▶ _EXERCISE PROMPT_
Recast every line of the entries below as a JSON list of strings, one string per line, skipping blank lines and leaving out the pictures.

▶ _INPUT ROWS_
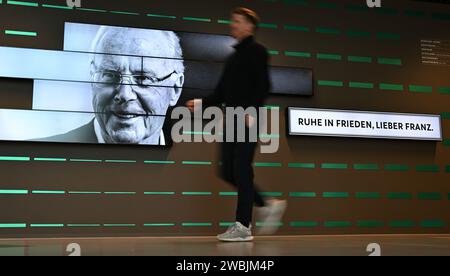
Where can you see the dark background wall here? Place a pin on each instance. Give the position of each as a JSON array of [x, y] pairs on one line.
[[345, 186]]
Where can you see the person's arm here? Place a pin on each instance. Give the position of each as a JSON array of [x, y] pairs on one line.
[[215, 99], [260, 78]]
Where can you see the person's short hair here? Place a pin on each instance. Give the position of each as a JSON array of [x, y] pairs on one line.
[[174, 48], [250, 15]]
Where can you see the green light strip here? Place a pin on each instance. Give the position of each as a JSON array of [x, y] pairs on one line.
[[262, 224], [432, 224], [20, 33], [228, 193], [303, 194], [401, 223], [307, 224], [156, 162], [14, 158], [297, 54], [330, 83], [355, 33], [427, 168], [429, 196], [395, 167], [13, 192], [367, 195], [391, 87], [196, 193], [120, 161], [268, 165], [390, 61], [370, 167], [161, 16], [334, 166], [268, 25], [124, 13], [399, 195], [119, 193], [420, 88], [84, 193], [271, 194], [335, 195], [224, 21], [196, 224], [296, 28], [46, 225], [37, 192], [13, 225], [198, 19], [196, 163], [337, 224], [92, 10], [329, 56], [84, 225], [56, 7], [86, 160], [302, 165], [159, 224], [359, 59], [159, 193], [120, 225], [369, 223], [365, 85], [328, 31], [21, 3], [50, 159], [381, 35]]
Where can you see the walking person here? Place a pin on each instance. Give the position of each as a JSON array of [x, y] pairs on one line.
[[244, 83]]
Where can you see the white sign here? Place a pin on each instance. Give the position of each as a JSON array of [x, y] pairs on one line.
[[364, 124]]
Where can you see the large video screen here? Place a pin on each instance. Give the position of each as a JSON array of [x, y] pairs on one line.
[[117, 85]]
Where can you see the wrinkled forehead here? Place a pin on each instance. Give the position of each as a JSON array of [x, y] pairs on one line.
[[128, 41]]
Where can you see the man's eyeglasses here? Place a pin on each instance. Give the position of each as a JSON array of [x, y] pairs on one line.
[[114, 79]]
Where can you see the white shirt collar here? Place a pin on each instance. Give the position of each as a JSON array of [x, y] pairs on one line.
[[98, 133]]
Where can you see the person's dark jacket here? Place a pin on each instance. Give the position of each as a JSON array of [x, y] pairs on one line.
[[245, 81]]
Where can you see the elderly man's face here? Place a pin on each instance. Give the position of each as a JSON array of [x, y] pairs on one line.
[[133, 112]]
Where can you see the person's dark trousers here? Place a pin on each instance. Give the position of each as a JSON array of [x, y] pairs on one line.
[[237, 169]]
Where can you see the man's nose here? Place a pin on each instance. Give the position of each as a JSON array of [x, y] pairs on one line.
[[125, 94]]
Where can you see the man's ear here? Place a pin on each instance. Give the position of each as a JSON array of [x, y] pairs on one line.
[[92, 69], [178, 87]]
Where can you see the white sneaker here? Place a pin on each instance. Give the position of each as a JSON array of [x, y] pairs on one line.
[[270, 215], [236, 233]]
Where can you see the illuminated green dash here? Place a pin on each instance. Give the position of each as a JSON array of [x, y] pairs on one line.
[[22, 3], [20, 33]]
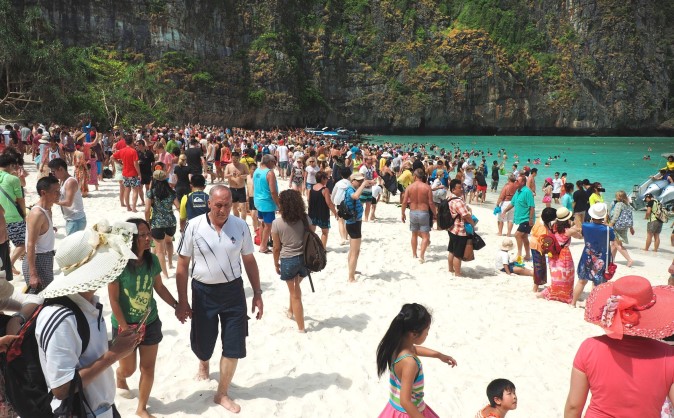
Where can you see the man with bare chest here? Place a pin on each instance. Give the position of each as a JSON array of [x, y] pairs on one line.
[[420, 200], [236, 173]]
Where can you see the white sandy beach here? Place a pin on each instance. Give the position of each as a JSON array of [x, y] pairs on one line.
[[490, 323]]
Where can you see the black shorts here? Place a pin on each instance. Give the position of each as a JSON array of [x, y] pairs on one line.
[[457, 245], [238, 195], [221, 304], [153, 334], [354, 230], [524, 227], [161, 233]]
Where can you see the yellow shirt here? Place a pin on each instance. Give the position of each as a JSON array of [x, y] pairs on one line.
[[595, 198]]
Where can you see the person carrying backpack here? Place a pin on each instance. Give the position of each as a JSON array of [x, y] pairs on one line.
[[195, 203], [71, 332]]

▶ _SOLUTION TO THE EXERCISE_
[
  "Where can you see the dark background wall here? Place a pin on each instance. Give the position of each as a JSON array of [x, y] pairs on one line.",
  "[[345, 186]]",
  "Where can you see the person's arm here? Place a pin on each instance. Give the position of each as a JSON array of [x, y] pairs on one line.",
  "[[215, 99], [260, 78]]",
  "Where can you see the person's short hair here? Place a pin on each instance. Give the position of each as a JSON array of [x, y] pairs on one line.",
  "[[174, 48], [250, 15]]",
  "Where can you see the green light strip here? Place a pin on each instance. Give the position of each as a JSON array of [x, y] pairs on one line.",
  "[[262, 224], [432, 224], [20, 33], [228, 193], [303, 194], [401, 223], [307, 224], [156, 162], [14, 158], [297, 54], [330, 83], [355, 33], [427, 168], [429, 196], [395, 167], [13, 192], [367, 195], [391, 87], [196, 193], [120, 161], [268, 165], [390, 61], [370, 167], [161, 16], [334, 166], [268, 25], [124, 13], [399, 195], [119, 193], [420, 88], [84, 193], [271, 194], [335, 195], [224, 21], [196, 224], [296, 28], [46, 225], [37, 192], [13, 225], [198, 19], [196, 163], [337, 224], [92, 10], [329, 56], [84, 225], [56, 7], [86, 160], [302, 165], [159, 224], [359, 59], [159, 193], [120, 225], [369, 223], [365, 85], [328, 31], [21, 3], [50, 159], [381, 35]]",
  "Where can you see the walking person here? Place a pin on each instance. Give the position of each as a JSON array of [x, y] pairs on one line.",
  "[[244, 83]]",
  "Where can you see the white sign here? Place a pin on each instance. Give the position of each as a JSON array of [x, y] pairs on one line.",
  "[[364, 124]]",
  "Where can you see the large video screen here? Place a pin on each instance. Give the position of each as a JSON array of [x, y] pairs on one line.",
  "[[117, 85]]",
  "Where can you see the wrinkled forehead here? Place a pin on each instance. Give the position of each as a JSON array of [x, y] pairs on one line.",
  "[[128, 41]]",
  "Where can you see the man's eyeglasses here? Place a pin on each instance. Give the position of each as a JSON array of [x, y] pairs on one line.",
  "[[114, 79]]",
  "Where can you see the white shirt collar here? Place a pin on each instance. Give the position of each as a JSON array of [x, y] pairs on one line.",
  "[[98, 133]]",
  "Where can you see the person's dark jacket here? Place a pin on each instance. Give the position of each as a JSON array of [x, y] pairs on one line.",
  "[[245, 81]]",
  "Where can you see the elderly man's face here? Place a pin on each instance. Give the position of each as a JSON array of [x, y] pairs on one line.",
  "[[133, 112]]",
  "Where can you see the person's dark trousers here? Place a pin on each instance. Give the position of each as a JSON array of [x, y] pairs on one line.",
  "[[237, 169]]",
  "Where can you see the man's nose here? Place a pin on each instance. Give the position of each as a JSON array of [x, y] pairs on one line.",
  "[[125, 94]]",
  "Where can you see the man's ear here? Place a pin on each instance. Give the position of each as a JSON array of [x, y] pairs on one line.",
  "[[92, 69], [178, 87]]",
  "Where can you see the white sneaker here? Place a pin on each instance. Give the position of each as a JSON array of [x, y] pairs on one line.",
  "[[270, 215], [236, 233]]",
  "Where can you see the illuminated green dash here? Place a pin on each instance. Give the position of each as a JSON array of [x, y] pairs on one line.",
  "[[22, 3], [20, 33]]",
  "Where can you see the man with bare chest here? Place a pin on each instance. Give the position of each as a JSON array of [x, y] pairs on one line.",
  "[[420, 200], [236, 173]]",
  "Where can you see the white sandy beach here? Place a pin on each instance. Give the position of each as a JSON array of [x, y] pairs on one line.",
  "[[490, 323]]",
  "Where can you see the black shorts here? Place a pin on each instance. Give the position of each as a JSON array of [x, y] pairs on one line.",
  "[[457, 245], [238, 195], [221, 304], [153, 334], [354, 230], [524, 227], [161, 233]]",
  "Where can you see the yellow shirt here? Place a pin on each instance. Give the position of each as a JSON array of [x, y] pairs on one line.",
  "[[595, 198]]",
  "Where can you see the person carrying backpack here? Place a pin on each instance. Give the position of each as a JSON array of [x, y] pairs on one line.",
  "[[195, 203], [71, 332]]"
]